■ TEXT EXCERPT:
This Week in D June 28, 2015

Welcome to This Week in D! Each week, we'll summarize what's been going on in the D community and write brief advice columns to help you get the most out of the D Programming Language.

The D Programming Language is a general purpose programming language that offers modern convenience, modeling power, and native efficiency with a familiar C-style syntax.

This Week in D has an RSS feed.

This Week in D is edited by Adam D. Ruppe. Contact me with any questions, comments, or contributions.

Statistics

Next DMD release

A beta for dmd 2.068 was released this week.

DConf 2015

The videos are starting to be released. They can be found on UVU's youtube channel and on the DConf website talk pages.

When they are all finished, I'll make a list here, too.

Open D Jobs

A page has been added to the D Wiki listing open D jobs. Take a look if you're interested, and add yours if you know of one that is available!

In the community

Community announcements

See more at digitalmars.D.announce.

Significant Forum Discussions

std.experimental.color, request reviews introduces a new Phobos proposal for a color module. Also has a discussion on package layout - the old assumption that package.d would be the same as import all seems to be falling apart in actual usage, where it is more valuable to make it be a common subset of the package instead for typical users.

■ INPUT RECORDS:
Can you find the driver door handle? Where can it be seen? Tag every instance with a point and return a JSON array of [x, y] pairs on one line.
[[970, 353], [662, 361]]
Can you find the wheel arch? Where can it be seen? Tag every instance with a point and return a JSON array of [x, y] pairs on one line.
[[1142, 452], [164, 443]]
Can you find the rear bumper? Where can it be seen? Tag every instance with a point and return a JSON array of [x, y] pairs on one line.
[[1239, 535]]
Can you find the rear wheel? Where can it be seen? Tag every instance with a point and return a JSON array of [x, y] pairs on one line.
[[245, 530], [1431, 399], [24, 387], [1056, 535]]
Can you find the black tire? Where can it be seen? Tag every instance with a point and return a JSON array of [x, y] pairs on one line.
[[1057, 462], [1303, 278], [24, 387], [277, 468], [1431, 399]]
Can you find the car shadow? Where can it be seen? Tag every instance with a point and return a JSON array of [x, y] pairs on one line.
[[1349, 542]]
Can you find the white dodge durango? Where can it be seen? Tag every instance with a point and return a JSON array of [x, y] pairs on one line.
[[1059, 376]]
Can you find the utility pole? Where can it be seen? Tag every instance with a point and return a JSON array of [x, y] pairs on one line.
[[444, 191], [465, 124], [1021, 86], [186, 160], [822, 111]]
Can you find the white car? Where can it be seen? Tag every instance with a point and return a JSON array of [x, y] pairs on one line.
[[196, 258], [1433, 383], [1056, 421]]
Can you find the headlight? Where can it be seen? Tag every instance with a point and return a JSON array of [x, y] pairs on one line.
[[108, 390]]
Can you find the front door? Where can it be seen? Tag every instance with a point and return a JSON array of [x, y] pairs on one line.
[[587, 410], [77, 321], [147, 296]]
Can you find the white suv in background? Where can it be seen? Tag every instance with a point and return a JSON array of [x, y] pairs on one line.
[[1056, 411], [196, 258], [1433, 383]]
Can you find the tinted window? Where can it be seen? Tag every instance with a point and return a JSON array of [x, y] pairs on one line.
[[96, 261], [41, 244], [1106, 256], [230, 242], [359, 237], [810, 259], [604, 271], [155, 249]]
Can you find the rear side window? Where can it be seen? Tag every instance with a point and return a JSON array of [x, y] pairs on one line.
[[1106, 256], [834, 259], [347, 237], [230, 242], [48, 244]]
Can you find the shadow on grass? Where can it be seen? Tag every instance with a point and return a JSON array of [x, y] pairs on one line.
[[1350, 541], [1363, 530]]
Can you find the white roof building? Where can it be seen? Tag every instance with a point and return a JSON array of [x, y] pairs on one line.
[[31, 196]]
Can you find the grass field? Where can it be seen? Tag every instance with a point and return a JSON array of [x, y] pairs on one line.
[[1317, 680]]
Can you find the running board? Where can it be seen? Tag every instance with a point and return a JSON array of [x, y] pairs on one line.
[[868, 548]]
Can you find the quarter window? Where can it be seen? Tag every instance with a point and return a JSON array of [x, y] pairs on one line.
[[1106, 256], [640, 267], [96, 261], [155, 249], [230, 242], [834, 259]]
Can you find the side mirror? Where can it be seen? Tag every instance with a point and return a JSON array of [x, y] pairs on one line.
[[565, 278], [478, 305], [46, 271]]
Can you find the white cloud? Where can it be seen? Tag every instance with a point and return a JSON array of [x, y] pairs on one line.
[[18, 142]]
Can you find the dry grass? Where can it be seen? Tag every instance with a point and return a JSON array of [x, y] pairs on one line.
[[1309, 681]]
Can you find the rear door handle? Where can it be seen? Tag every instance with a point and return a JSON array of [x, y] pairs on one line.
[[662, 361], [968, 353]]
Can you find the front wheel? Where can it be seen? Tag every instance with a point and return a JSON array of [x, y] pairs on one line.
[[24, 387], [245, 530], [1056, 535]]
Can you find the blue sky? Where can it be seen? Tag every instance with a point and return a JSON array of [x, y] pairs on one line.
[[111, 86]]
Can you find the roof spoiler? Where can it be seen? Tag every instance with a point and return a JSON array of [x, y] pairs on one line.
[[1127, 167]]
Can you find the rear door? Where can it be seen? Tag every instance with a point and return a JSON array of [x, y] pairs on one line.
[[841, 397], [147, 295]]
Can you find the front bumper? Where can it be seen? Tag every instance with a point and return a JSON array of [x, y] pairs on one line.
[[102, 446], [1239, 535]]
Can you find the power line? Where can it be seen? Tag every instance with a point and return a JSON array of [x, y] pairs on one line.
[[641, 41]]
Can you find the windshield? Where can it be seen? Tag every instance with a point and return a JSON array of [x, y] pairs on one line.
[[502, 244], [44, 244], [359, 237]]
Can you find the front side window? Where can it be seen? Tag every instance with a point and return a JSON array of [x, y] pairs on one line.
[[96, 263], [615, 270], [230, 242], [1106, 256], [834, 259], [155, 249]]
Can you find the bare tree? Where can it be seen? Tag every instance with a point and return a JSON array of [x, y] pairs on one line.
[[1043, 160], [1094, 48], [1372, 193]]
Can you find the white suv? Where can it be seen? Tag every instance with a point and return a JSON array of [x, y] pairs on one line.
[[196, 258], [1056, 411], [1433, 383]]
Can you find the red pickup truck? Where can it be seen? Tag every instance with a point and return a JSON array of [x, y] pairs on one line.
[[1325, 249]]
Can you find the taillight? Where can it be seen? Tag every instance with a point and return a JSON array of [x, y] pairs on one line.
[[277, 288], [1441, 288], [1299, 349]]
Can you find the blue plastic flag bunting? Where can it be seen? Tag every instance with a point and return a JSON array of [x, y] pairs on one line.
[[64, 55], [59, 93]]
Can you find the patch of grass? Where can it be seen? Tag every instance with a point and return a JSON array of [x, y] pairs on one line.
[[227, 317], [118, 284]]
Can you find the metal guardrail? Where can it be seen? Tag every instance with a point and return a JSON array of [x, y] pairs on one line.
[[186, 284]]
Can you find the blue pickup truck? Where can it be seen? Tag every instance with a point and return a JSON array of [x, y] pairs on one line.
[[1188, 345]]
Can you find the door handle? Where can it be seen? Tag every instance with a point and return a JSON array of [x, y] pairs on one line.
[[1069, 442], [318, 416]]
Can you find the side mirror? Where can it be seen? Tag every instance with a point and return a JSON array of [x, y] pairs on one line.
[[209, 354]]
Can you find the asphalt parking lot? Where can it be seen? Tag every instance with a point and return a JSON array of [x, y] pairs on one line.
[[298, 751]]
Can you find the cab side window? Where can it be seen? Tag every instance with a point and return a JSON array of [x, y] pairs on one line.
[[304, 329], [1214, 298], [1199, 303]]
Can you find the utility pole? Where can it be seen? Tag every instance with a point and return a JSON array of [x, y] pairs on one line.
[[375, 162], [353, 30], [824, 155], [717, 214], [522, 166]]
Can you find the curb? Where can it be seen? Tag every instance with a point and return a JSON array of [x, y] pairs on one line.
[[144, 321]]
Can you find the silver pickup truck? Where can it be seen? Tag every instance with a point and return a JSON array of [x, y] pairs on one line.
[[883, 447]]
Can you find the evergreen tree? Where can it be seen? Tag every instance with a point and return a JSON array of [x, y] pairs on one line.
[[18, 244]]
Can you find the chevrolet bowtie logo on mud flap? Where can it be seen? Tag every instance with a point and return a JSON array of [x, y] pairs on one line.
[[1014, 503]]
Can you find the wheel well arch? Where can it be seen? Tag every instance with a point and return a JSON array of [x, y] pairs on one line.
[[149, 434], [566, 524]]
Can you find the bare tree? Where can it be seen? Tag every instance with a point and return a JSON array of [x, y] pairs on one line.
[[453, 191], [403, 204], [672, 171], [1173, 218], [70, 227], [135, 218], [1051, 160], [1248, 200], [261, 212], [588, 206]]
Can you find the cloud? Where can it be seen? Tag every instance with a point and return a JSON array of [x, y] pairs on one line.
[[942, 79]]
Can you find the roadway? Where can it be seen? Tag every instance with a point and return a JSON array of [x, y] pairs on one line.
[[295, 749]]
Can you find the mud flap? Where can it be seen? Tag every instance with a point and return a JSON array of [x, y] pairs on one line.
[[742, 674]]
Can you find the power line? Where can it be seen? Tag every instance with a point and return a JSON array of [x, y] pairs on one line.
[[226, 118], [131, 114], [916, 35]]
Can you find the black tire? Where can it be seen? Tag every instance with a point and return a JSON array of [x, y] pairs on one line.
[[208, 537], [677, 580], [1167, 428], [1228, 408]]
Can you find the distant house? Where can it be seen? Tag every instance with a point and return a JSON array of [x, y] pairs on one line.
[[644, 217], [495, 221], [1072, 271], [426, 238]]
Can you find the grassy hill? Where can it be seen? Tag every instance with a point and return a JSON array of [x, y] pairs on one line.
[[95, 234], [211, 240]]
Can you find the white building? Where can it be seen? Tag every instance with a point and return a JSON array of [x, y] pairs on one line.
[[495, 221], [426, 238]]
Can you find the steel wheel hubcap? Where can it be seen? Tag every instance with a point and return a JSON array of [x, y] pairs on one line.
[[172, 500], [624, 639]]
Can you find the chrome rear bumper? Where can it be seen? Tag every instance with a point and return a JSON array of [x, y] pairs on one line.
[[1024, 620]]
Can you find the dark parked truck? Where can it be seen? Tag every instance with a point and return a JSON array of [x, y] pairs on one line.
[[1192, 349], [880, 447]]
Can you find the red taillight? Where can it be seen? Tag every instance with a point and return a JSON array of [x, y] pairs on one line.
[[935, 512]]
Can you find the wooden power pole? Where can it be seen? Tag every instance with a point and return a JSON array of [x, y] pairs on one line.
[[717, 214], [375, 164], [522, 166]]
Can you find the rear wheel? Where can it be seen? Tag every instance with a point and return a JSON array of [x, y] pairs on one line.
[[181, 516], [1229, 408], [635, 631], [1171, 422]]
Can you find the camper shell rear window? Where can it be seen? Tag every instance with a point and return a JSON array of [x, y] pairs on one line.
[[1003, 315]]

■ YOUR TASKS:
• 1. Reproduce word for word the part of the newsletter that runs from "Community announcements" up to and including "for typical users.".
• 2. Quote the rows from their start up to and including the line with "[[1142, 452], [164, 443]]".
The rows are unrelated to the newsletter.

■ EXERCISE SOLUTIONS:
• 1.
Community announcements

See more at digitalmars.D.announce.

Significant Forum Discussions

std.experimental.color, request reviews introduces a new Phobos proposal for a color module. Also has a discussion on package layout - the old assumption that package.d would be the same as import all seems to be falling apart in actual usage, where it is more valuable to make it be a common subset of the package instead for typical users.

• 2.
Can you find the driver door handle? Where can it be seen? Tag every instance with a point and return a JSON array of [x, y] pairs on one line.
[[970, 353], [662, 361]]
Can you find the wheel arch? Where can it be seen? Tag every instance with a point and return a JSON array of [x, y] pairs on one line.
[[1142, 452], [164, 443]]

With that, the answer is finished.